Problem statement: The lines to output run from the first line of the entries below through the line containing "metal door handle"; copy them exactly and leave out pictures.

* * * * *

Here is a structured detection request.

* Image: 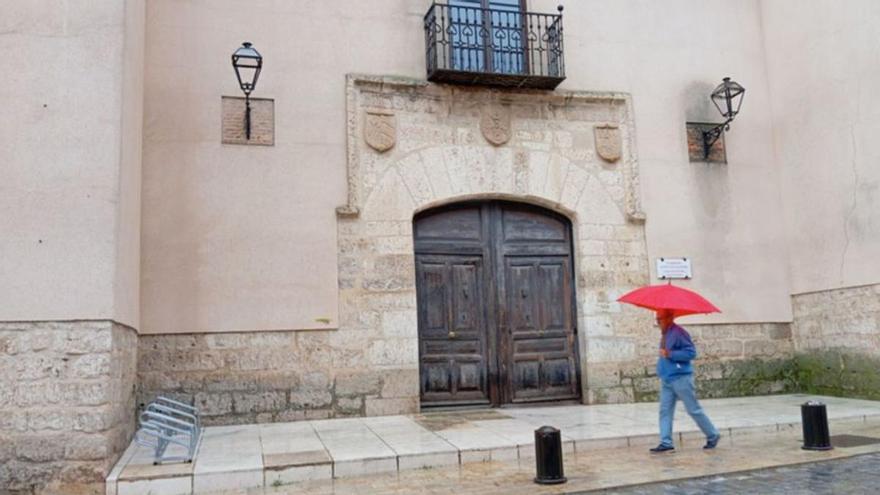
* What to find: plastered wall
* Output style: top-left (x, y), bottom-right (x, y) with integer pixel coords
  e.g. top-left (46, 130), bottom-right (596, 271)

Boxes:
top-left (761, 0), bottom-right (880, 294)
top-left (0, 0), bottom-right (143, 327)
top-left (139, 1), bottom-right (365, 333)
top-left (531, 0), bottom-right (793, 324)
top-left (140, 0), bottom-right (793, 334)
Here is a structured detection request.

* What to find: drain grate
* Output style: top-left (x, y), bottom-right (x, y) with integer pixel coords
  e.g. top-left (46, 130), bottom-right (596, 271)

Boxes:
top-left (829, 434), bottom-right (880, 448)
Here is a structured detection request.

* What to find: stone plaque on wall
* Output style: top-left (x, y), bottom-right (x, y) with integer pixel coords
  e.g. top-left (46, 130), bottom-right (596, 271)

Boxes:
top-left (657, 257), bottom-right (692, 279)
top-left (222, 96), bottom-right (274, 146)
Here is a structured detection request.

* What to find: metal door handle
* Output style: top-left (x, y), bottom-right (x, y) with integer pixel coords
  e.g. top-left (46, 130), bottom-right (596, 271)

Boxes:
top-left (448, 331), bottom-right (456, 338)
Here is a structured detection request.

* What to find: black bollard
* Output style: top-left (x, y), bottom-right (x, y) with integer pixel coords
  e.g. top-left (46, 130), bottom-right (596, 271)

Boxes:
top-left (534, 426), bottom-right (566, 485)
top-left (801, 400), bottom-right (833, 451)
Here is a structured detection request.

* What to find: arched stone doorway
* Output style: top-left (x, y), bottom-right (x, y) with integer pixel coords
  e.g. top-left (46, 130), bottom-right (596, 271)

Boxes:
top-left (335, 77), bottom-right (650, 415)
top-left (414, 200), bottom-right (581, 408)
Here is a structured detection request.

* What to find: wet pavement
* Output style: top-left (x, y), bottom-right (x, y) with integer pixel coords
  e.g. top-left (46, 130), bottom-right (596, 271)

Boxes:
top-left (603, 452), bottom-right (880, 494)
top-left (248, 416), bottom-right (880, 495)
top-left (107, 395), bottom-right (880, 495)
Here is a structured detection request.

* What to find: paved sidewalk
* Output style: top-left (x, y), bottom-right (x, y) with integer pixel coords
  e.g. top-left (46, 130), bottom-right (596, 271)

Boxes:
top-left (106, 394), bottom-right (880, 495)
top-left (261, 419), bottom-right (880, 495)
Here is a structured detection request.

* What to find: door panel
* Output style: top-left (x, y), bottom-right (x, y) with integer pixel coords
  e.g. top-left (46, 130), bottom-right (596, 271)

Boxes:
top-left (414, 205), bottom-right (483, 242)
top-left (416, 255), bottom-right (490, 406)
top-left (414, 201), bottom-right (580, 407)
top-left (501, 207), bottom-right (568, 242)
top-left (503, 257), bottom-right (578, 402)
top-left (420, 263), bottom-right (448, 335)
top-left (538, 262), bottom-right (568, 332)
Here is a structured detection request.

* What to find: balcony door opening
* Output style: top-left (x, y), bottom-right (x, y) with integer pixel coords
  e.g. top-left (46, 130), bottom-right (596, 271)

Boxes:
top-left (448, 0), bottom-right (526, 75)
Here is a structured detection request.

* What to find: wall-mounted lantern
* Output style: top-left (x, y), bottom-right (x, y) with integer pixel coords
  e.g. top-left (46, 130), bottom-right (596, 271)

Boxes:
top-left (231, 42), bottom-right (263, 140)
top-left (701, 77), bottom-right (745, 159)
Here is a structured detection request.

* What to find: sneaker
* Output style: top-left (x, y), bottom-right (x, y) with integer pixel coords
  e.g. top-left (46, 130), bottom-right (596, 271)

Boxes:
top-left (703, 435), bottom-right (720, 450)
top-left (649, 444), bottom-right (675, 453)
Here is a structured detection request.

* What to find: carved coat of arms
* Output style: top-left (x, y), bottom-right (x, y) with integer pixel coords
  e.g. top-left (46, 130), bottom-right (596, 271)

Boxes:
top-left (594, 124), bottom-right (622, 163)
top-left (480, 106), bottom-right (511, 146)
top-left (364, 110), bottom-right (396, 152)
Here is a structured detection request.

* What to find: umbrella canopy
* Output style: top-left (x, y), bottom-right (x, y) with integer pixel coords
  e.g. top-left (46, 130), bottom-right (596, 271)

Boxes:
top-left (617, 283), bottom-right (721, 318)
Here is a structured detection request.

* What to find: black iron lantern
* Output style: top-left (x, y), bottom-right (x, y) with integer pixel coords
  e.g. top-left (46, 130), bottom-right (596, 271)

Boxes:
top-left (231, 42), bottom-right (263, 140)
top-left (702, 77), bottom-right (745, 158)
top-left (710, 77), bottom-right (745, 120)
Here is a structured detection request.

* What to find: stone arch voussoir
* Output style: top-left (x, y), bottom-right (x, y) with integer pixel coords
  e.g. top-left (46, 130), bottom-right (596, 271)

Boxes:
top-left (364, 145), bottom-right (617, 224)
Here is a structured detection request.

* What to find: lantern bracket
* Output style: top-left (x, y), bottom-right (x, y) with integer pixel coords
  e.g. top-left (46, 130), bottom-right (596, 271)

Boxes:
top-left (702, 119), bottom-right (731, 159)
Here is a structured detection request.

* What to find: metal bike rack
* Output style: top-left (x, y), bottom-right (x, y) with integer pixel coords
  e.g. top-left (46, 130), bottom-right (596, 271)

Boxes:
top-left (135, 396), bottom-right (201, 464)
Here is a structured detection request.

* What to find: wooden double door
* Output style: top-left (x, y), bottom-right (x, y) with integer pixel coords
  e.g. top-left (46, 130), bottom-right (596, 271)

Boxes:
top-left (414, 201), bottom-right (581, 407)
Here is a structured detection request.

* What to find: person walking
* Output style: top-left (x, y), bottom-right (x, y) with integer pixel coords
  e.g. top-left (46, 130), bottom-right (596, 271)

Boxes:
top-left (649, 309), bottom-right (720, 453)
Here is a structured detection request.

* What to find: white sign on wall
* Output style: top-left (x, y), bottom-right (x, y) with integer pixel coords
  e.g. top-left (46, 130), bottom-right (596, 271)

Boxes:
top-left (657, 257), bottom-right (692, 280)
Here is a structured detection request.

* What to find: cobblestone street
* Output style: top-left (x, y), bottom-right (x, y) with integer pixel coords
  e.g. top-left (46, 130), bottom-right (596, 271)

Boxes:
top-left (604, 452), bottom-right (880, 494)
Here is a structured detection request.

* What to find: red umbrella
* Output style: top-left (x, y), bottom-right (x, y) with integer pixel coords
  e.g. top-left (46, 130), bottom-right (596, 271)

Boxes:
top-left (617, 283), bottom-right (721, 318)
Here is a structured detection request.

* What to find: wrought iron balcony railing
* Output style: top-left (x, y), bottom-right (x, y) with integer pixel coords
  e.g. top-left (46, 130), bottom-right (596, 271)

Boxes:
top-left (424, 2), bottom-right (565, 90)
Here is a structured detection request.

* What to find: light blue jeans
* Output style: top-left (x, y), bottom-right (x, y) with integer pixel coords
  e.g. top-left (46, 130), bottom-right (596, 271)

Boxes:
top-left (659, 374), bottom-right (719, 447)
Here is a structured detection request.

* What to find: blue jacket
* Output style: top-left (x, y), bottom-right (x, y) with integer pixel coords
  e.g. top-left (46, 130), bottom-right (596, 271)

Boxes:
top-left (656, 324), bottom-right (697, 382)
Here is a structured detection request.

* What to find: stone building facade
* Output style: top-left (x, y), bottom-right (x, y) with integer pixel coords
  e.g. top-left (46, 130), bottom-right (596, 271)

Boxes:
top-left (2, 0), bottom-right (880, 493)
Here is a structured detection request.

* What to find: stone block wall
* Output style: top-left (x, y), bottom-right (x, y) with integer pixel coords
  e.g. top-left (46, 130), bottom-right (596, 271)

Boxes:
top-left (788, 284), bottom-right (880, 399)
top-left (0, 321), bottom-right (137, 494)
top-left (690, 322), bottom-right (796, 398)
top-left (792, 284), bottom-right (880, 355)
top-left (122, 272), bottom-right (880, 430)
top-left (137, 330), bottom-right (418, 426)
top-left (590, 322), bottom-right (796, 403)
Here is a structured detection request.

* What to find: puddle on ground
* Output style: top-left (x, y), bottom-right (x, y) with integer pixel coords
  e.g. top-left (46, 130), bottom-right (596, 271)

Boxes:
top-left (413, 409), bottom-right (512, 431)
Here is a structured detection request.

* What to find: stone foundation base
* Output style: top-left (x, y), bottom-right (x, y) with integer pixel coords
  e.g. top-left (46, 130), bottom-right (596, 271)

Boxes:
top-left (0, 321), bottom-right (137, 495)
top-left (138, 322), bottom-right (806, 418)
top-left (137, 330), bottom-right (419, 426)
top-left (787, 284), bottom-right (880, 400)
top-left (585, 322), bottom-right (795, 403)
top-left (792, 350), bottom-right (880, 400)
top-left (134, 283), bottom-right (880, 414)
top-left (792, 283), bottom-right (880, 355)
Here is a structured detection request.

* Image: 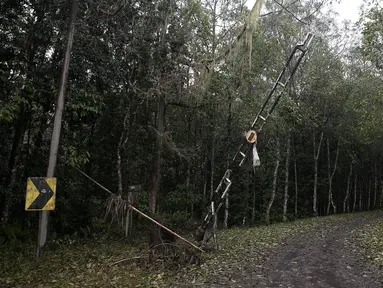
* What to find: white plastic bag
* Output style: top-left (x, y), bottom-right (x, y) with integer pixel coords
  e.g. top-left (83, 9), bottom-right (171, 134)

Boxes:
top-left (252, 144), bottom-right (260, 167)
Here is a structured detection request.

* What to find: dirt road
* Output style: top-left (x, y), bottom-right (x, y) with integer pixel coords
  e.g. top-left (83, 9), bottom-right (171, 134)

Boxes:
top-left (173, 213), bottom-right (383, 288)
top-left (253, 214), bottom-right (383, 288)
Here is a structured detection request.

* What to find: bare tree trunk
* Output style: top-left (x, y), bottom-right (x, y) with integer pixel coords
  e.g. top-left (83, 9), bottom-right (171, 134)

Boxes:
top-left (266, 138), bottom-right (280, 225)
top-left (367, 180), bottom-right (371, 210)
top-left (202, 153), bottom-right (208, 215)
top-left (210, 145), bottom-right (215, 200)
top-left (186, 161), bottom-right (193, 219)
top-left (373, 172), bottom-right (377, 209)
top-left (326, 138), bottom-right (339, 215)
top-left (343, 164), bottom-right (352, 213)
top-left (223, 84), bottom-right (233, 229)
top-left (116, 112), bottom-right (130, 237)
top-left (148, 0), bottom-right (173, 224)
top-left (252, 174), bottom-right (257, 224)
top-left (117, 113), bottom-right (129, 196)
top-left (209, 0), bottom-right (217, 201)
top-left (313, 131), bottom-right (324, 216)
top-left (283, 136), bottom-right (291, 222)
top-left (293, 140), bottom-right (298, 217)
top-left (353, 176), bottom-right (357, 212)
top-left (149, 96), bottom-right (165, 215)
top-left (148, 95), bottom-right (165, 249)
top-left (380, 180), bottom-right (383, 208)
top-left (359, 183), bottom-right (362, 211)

* * * * *

Task output:
Here is a structured detection request.

* Image: 
* What to find: plastered wall
* Output style: top-left (x, y), bottom-right (x, y) with integer pixel coords
  e.g. top-left (46, 130), bottom-right (596, 271)

Boxes:
top-left (761, 0), bottom-right (880, 294)
top-left (0, 0), bottom-right (143, 327)
top-left (139, 1), bottom-right (365, 333)
top-left (531, 0), bottom-right (793, 324)
top-left (140, 0), bottom-right (793, 334)
Here is a structured detection request.

* What to find: drain grate
* Output style: top-left (x, y), bottom-right (x, y) with integer pixel coords
  e.g. top-left (46, 130), bottom-right (596, 271)

Boxes:
top-left (829, 434), bottom-right (880, 448)
Here is a structured detection request.

* What to find: stone plaque on wall
* Output style: top-left (x, y), bottom-right (x, y) with integer pixel coords
  e.g. top-left (46, 130), bottom-right (596, 271)

Boxes:
top-left (657, 257), bottom-right (692, 279)
top-left (222, 96), bottom-right (274, 146)
Here is a structured detection request.

* What to find: metal door handle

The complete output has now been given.